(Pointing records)
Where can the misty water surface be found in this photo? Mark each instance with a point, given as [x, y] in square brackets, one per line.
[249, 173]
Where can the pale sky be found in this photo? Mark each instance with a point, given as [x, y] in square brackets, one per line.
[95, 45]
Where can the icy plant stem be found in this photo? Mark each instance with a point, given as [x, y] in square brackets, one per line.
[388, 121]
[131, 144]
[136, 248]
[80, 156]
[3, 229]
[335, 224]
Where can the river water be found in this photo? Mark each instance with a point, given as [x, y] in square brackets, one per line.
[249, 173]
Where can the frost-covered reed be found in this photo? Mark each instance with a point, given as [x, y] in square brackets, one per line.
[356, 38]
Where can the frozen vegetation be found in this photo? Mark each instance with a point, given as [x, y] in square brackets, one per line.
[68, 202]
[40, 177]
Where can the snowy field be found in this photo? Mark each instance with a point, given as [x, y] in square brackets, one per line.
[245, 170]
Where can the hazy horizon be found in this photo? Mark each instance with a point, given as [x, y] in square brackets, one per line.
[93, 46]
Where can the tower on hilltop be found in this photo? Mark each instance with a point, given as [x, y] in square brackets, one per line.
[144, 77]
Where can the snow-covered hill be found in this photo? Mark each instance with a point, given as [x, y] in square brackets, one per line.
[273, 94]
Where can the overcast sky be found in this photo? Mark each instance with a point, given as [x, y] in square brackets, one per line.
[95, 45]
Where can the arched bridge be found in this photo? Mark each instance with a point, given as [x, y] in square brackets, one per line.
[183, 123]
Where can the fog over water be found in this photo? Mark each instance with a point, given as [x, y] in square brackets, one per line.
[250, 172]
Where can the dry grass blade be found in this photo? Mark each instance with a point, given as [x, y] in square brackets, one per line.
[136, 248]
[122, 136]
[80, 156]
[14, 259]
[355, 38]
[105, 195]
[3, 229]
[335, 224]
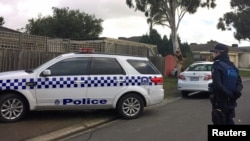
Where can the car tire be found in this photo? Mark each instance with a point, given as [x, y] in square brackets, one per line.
[13, 107]
[130, 106]
[184, 93]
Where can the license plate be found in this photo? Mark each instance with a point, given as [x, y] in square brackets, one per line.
[194, 78]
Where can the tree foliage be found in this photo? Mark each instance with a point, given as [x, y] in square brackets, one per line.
[66, 23]
[168, 12]
[164, 45]
[237, 19]
[1, 21]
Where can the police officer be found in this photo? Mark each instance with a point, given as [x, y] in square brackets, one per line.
[223, 98]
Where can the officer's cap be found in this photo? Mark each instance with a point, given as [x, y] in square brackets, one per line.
[220, 48]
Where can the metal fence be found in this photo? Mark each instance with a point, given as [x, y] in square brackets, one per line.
[22, 51]
[9, 40]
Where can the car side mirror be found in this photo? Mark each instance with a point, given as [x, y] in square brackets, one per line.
[46, 73]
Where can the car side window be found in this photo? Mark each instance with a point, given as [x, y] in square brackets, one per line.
[143, 67]
[71, 66]
[104, 66]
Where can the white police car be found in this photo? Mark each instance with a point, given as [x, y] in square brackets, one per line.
[82, 81]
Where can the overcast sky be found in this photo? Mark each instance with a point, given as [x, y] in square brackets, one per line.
[120, 21]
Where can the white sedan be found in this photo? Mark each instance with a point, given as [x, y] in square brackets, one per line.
[195, 78]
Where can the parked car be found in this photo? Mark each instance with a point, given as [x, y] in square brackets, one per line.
[82, 81]
[195, 78]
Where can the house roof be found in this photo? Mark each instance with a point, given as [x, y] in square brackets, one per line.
[8, 30]
[209, 46]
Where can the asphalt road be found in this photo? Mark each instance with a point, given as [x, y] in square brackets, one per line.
[181, 120]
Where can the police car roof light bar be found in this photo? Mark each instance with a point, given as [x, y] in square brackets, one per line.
[86, 50]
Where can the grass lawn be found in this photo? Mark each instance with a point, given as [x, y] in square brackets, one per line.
[170, 85]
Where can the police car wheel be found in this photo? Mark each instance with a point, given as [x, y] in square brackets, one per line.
[130, 106]
[12, 108]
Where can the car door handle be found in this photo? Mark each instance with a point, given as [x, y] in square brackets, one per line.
[79, 82]
[120, 81]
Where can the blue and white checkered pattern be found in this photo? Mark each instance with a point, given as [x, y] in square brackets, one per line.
[70, 82]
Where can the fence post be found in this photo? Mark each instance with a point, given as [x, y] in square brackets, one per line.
[46, 44]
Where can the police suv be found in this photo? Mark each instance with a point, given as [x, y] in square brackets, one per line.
[82, 81]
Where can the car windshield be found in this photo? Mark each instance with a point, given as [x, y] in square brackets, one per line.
[199, 67]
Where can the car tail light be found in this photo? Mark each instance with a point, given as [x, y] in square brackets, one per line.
[157, 80]
[208, 77]
[182, 77]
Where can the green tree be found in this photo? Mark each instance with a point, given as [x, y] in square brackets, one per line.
[169, 13]
[164, 45]
[237, 19]
[1, 21]
[65, 23]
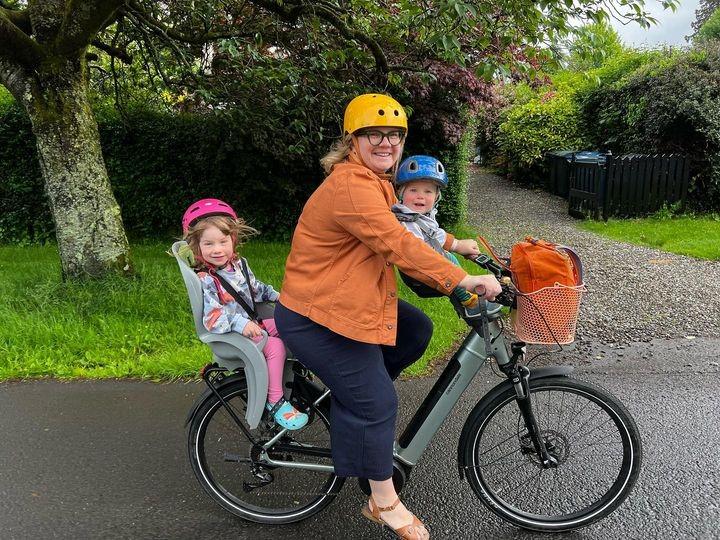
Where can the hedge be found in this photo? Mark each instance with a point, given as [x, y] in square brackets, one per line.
[159, 162]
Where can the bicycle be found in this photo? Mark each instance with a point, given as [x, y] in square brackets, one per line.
[526, 448]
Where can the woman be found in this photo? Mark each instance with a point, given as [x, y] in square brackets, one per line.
[339, 311]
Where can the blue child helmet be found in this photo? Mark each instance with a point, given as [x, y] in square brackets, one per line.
[417, 168]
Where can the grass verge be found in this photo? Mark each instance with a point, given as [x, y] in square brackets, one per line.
[686, 235]
[132, 328]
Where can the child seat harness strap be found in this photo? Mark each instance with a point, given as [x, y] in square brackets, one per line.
[427, 231]
[236, 294]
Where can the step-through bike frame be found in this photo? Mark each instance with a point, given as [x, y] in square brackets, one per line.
[438, 404]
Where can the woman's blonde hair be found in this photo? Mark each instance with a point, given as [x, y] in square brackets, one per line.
[337, 154]
[341, 150]
[237, 229]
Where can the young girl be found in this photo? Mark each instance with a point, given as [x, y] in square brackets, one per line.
[213, 231]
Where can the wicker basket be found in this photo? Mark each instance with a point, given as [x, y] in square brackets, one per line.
[548, 316]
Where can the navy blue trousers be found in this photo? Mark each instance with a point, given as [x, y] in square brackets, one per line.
[359, 375]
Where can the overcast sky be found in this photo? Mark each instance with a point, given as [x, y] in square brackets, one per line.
[671, 29]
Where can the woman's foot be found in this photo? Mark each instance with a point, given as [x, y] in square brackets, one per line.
[403, 522]
[285, 415]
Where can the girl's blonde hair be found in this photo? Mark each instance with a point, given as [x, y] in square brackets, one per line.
[341, 150]
[237, 229]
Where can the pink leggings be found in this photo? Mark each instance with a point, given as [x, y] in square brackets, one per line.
[274, 352]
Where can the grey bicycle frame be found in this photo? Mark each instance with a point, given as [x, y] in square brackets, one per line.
[452, 383]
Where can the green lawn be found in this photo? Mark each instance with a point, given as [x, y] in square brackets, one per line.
[131, 328]
[694, 236]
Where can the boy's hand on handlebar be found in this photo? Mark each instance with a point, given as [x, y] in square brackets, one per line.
[486, 286]
[467, 248]
[252, 329]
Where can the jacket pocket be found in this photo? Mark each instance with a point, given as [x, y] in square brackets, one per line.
[359, 295]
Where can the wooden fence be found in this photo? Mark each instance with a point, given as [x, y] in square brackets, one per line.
[627, 186]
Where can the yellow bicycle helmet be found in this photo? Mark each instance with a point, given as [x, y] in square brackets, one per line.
[373, 110]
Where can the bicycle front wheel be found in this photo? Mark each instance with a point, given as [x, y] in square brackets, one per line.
[587, 431]
[230, 469]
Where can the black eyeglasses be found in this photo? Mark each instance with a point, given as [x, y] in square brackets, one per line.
[375, 137]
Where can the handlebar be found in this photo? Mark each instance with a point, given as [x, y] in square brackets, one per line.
[507, 295]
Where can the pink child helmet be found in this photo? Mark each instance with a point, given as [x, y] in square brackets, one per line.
[204, 208]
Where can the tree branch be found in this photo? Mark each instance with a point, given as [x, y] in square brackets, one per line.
[82, 22]
[172, 34]
[331, 16]
[14, 78]
[16, 47]
[121, 54]
[19, 17]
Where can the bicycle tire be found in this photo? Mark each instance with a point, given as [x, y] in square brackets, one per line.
[221, 458]
[497, 418]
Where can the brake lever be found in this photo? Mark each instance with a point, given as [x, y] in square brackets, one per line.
[488, 264]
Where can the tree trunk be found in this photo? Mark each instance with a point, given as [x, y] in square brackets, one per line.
[89, 229]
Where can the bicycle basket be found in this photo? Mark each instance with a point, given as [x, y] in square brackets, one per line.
[548, 316]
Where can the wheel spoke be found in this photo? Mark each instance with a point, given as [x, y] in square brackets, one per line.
[579, 425]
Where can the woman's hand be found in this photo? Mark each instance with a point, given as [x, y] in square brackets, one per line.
[467, 247]
[485, 286]
[252, 329]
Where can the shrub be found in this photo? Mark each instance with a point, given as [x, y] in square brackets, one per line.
[671, 104]
[158, 162]
[529, 131]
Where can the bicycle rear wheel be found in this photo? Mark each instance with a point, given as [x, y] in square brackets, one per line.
[588, 431]
[227, 466]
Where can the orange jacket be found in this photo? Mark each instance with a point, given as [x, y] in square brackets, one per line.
[339, 272]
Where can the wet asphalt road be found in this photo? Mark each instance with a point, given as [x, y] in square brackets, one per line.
[107, 459]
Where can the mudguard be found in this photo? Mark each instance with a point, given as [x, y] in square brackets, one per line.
[227, 381]
[539, 373]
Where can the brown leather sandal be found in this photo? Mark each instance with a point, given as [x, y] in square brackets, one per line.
[411, 531]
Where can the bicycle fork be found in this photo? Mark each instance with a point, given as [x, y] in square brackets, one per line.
[520, 378]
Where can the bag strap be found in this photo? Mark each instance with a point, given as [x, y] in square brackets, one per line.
[495, 256]
[238, 297]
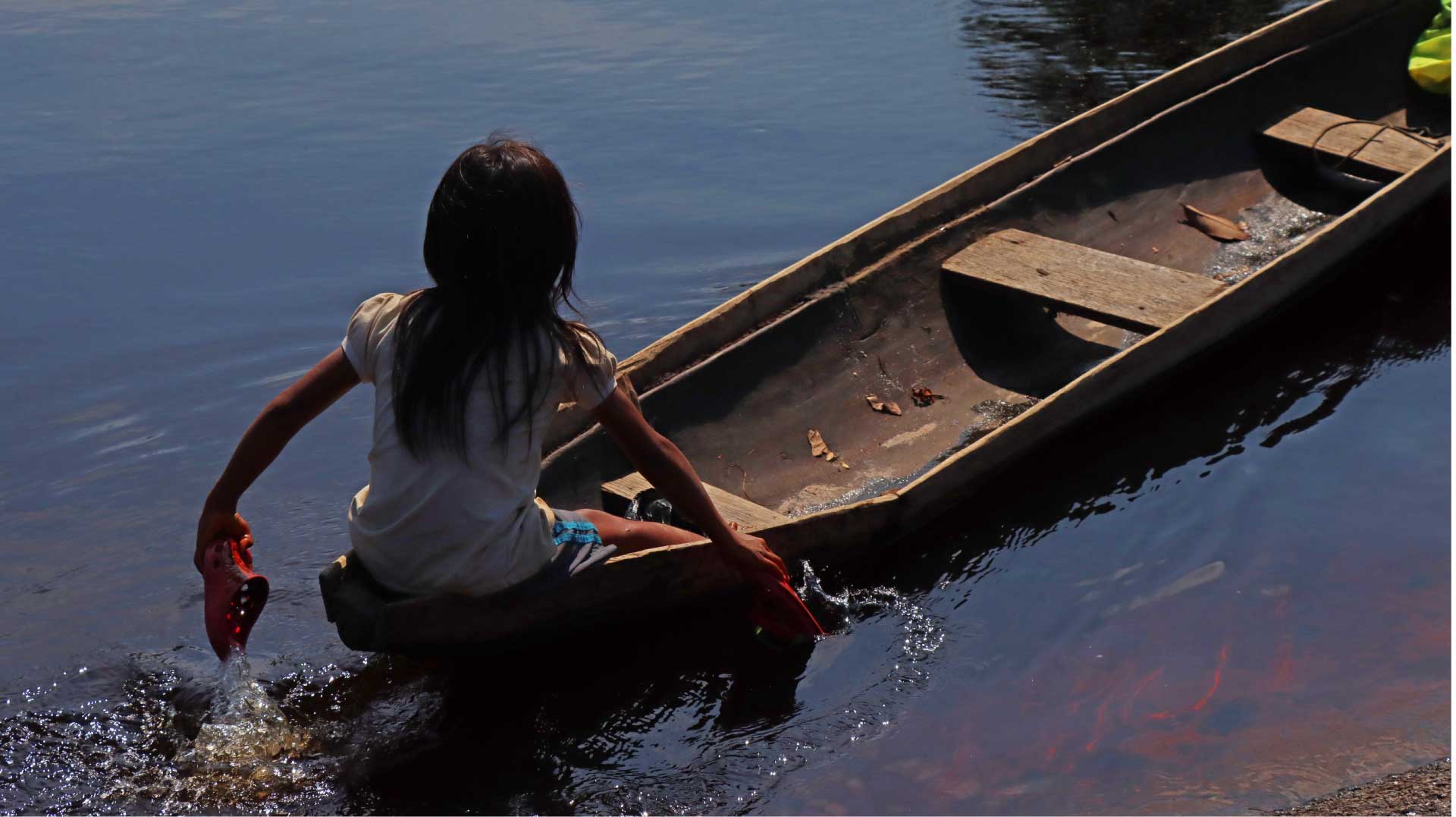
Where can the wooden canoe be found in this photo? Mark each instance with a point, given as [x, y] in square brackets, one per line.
[1031, 291]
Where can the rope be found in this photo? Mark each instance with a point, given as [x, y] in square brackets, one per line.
[1413, 133]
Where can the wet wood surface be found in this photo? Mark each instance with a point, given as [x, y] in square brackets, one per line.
[748, 514]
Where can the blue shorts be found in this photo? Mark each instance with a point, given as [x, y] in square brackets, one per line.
[579, 548]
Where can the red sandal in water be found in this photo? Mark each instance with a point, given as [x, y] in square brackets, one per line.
[781, 615]
[234, 596]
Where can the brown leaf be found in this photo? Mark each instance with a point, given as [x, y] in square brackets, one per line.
[883, 405]
[924, 397]
[817, 446]
[1215, 226]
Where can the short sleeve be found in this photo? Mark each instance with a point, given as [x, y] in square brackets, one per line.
[595, 382]
[367, 328]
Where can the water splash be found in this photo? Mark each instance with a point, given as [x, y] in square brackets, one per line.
[245, 736]
[778, 717]
[165, 743]
[924, 633]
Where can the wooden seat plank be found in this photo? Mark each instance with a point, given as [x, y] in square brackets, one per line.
[748, 514]
[1391, 152]
[1109, 288]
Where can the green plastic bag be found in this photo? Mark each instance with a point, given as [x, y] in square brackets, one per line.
[1432, 57]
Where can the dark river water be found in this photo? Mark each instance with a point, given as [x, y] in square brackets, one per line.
[1231, 593]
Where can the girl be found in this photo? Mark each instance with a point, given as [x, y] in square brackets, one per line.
[466, 376]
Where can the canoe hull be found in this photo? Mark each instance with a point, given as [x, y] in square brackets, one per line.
[739, 388]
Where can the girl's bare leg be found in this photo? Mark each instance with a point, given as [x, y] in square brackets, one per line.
[634, 535]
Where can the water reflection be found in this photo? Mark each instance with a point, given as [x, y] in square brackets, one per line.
[1207, 622]
[1055, 58]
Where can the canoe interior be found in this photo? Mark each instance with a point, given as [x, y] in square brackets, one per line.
[900, 322]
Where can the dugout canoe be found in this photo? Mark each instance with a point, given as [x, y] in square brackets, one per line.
[1031, 291]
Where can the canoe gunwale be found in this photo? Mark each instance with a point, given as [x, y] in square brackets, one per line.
[778, 294]
[1338, 236]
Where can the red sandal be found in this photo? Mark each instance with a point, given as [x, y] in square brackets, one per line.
[234, 596]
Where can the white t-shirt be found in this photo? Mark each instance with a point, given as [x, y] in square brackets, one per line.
[440, 525]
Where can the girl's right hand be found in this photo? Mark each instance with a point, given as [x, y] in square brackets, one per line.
[218, 523]
[752, 557]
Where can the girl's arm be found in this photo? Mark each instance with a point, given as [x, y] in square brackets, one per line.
[280, 419]
[669, 471]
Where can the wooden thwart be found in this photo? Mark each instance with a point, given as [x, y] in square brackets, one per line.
[748, 514]
[1391, 152]
[1111, 289]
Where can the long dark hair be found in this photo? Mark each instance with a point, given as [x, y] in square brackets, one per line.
[501, 247]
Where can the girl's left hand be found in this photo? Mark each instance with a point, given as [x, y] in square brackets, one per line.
[218, 523]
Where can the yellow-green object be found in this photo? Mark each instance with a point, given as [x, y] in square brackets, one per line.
[1432, 57]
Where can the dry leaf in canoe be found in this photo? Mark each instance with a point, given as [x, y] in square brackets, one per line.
[1215, 226]
[887, 407]
[819, 448]
[924, 397]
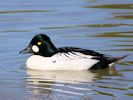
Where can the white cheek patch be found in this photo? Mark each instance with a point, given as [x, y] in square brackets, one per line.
[35, 48]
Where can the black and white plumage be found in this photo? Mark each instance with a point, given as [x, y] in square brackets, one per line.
[47, 57]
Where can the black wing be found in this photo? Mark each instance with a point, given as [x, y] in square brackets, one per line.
[104, 60]
[84, 51]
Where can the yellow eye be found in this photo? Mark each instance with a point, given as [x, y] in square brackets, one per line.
[39, 43]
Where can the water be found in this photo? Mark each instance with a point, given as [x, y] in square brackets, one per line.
[100, 25]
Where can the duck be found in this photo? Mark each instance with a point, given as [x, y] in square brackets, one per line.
[46, 56]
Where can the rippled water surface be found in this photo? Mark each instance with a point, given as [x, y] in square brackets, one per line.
[105, 26]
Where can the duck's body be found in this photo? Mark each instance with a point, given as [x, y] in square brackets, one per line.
[48, 57]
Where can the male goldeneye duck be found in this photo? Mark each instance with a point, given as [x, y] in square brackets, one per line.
[47, 57]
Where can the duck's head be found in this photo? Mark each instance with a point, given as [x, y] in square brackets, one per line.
[41, 45]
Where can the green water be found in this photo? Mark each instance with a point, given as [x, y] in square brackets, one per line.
[100, 25]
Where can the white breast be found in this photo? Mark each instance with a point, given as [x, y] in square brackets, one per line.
[61, 61]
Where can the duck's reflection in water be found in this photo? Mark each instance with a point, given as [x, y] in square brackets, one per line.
[63, 83]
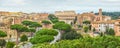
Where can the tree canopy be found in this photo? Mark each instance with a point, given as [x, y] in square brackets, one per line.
[43, 35]
[46, 22]
[19, 28]
[2, 34]
[110, 31]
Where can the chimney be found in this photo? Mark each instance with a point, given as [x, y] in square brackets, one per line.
[100, 12]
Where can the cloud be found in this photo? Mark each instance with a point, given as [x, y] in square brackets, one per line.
[13, 2]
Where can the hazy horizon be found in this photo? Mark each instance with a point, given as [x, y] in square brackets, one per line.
[49, 6]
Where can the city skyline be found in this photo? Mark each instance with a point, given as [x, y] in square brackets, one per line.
[55, 5]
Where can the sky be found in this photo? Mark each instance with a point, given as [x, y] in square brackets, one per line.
[49, 6]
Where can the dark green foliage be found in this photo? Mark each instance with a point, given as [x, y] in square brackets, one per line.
[86, 22]
[53, 18]
[71, 36]
[2, 42]
[110, 31]
[41, 39]
[43, 35]
[2, 34]
[10, 44]
[114, 15]
[23, 38]
[47, 32]
[75, 20]
[32, 30]
[26, 22]
[62, 26]
[46, 22]
[94, 29]
[86, 28]
[35, 24]
[87, 42]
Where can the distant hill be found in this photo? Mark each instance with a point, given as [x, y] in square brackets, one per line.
[114, 15]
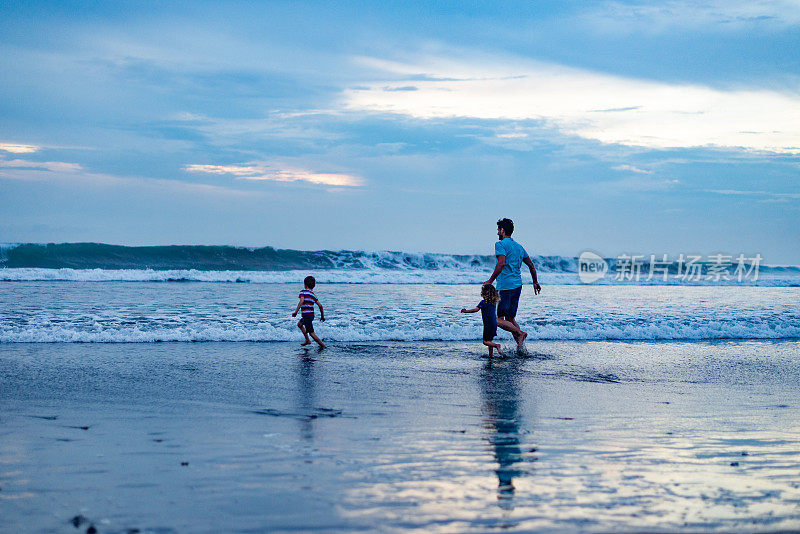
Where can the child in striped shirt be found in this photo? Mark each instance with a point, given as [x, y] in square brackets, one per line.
[306, 304]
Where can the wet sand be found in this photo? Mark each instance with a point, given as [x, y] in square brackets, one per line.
[587, 436]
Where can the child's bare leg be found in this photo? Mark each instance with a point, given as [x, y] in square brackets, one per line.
[305, 334]
[318, 340]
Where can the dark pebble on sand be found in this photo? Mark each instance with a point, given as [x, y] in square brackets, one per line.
[78, 520]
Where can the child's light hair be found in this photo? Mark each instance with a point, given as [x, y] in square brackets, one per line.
[490, 294]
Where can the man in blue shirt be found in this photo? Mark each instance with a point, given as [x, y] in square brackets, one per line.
[510, 257]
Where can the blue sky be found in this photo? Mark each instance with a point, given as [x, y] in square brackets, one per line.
[671, 127]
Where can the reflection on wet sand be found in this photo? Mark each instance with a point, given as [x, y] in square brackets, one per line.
[500, 392]
[306, 394]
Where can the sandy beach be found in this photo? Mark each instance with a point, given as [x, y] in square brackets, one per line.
[245, 437]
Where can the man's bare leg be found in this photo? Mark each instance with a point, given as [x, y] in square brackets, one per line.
[522, 334]
[493, 345]
[305, 334]
[318, 340]
[508, 326]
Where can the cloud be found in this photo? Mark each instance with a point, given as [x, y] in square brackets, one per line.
[631, 168]
[638, 112]
[266, 171]
[726, 15]
[18, 149]
[54, 166]
[72, 173]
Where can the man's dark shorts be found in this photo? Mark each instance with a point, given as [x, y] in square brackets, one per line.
[509, 300]
[308, 323]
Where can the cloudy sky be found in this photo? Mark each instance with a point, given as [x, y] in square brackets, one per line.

#### What to produce
Output the line holding "Where can the man in", then every later line through the end of the records above, exactly as given and nothing else.

#### Exercise result
Where can the man in blue shirt be found in this photo? Mark each instance with a point, given as [x, y] in square brackets, one per line.
[510, 257]
Where can the blue sky be found in this photo? Mark each instance with a point, given as [x, y] in square brackets, one per line.
[671, 127]
Where can the reflection on wet sand be found in this photo? Mark each instance with a point, given as [x, y] in square brackets, one per line.
[500, 392]
[306, 394]
Where can the sandy beach be found in this photo? Mark each instance with a point, given as [x, y] in square brackets, one per line.
[245, 437]
Where can the man's bare leg be found in this photo? Mark each instance with a point, given as [x, y] in square brackets, one per line.
[522, 334]
[493, 345]
[305, 334]
[318, 340]
[508, 326]
Where can the cloud be found in this photo? Mark each instance with a point, given as [x, y] in square brackets, one per line.
[631, 168]
[638, 112]
[266, 171]
[726, 15]
[18, 149]
[54, 166]
[72, 173]
Where can the man's dark shorts be found in this photo? Mark each instance with a point, given as [x, y] in square brackets, one per line.
[509, 300]
[308, 323]
Where can the cloudy sky be found in this photo? Mark each instance with a point, given as [x, y] in square brackets, one per line.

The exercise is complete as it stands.